Goal:
Decide whether each statement agrees with the excerpt below on civil-service police hiring. Answer yes or no for each and quote the words from the excerpt that settle it.
(a) A full-time sworn officer must complete a six-week training program at the Massachusetts Police Academy.
(b) Part-time officers receive on-the-job training.
(c) The town filed the requested paperwork after the agency's May 8 letter.

Bryant's letter to the head of the state's civil-service agency notes that civil-service law requires that a full-time sworn police officer position must be filled by candidates who pass a written examination and complete a six-week, full-time training program at the Massachusetts Police Academy. A one-year probationary period follows. 
Part-time officers, by contrast, attend a police academy program requiring 148 training hours, and receive no on-the-job training. 
Yesterday's letter to the state Civil Service Commission follows several others to which Bryant said the union had received no response from town. 
On May 8, the civil-service agency wrote to LaClair seeking documentation of the town's civil-service employees, a routine submittal filed by civil-service departments. 
The letter from Assistant Director Regina Caggiano stated that no such documents had been filed by the town for the past five years. Yesterday, Bryant said the paperwork had still not been filed, and "since that time, the town has not changed its hiring, employment and recordkeeping practices."

Stored data:
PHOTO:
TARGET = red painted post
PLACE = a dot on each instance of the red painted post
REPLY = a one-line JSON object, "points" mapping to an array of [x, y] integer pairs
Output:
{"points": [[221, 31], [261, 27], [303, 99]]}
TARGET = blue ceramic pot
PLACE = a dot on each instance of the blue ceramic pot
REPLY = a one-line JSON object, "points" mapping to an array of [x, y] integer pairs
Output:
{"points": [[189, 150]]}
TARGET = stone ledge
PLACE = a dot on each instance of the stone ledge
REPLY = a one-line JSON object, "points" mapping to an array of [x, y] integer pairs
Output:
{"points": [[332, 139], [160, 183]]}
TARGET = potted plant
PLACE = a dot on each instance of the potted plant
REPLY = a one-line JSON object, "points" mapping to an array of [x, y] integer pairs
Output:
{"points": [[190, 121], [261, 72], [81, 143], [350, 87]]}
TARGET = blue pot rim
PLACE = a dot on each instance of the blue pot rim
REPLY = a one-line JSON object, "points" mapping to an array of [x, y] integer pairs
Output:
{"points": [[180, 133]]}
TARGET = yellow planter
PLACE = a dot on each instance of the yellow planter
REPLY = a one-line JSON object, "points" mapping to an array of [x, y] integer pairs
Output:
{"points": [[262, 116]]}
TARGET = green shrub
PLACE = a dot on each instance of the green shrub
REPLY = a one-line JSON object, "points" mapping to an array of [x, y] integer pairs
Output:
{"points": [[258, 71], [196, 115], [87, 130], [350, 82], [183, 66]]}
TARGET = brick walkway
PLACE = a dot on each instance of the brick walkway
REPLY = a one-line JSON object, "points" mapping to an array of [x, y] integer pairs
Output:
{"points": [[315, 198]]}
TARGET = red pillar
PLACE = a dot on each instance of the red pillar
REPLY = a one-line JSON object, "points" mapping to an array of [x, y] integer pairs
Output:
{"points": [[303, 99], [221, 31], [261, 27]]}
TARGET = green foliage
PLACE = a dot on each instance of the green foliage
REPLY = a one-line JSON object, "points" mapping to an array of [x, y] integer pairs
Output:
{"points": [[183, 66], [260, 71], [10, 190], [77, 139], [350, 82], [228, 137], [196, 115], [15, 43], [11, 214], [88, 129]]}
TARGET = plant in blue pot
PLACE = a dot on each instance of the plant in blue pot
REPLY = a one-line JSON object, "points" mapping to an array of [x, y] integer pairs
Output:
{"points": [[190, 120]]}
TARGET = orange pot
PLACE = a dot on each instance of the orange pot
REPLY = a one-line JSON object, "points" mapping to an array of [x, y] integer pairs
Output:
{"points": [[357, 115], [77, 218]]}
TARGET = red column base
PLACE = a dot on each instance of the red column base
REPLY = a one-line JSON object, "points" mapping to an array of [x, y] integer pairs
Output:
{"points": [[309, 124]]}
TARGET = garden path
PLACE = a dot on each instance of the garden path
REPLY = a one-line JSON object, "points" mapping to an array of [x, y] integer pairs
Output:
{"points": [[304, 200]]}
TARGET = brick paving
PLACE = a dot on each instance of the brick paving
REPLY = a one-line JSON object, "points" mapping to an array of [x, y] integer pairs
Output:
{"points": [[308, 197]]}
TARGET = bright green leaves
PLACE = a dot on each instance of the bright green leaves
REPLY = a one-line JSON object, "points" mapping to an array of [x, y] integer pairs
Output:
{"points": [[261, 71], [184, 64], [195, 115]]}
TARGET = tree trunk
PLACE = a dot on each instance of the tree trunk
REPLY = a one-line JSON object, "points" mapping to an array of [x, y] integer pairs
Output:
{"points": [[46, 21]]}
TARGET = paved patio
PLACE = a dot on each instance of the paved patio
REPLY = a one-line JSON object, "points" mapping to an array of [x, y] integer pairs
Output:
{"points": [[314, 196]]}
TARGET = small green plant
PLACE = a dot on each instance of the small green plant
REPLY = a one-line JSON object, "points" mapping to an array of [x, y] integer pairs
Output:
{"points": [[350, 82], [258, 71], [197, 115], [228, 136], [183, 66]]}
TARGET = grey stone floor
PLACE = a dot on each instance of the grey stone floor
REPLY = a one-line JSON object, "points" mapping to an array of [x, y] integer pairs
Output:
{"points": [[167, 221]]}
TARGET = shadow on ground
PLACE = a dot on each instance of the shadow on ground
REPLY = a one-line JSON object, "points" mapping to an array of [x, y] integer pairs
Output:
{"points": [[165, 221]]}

Exercise answer:
(a) Yes: "complete a six-week, full-time training program at the Massachusetts Police Academy"
(b) No: "receive no on-the-job training"
(c) No: "the paperwork had still not been filed"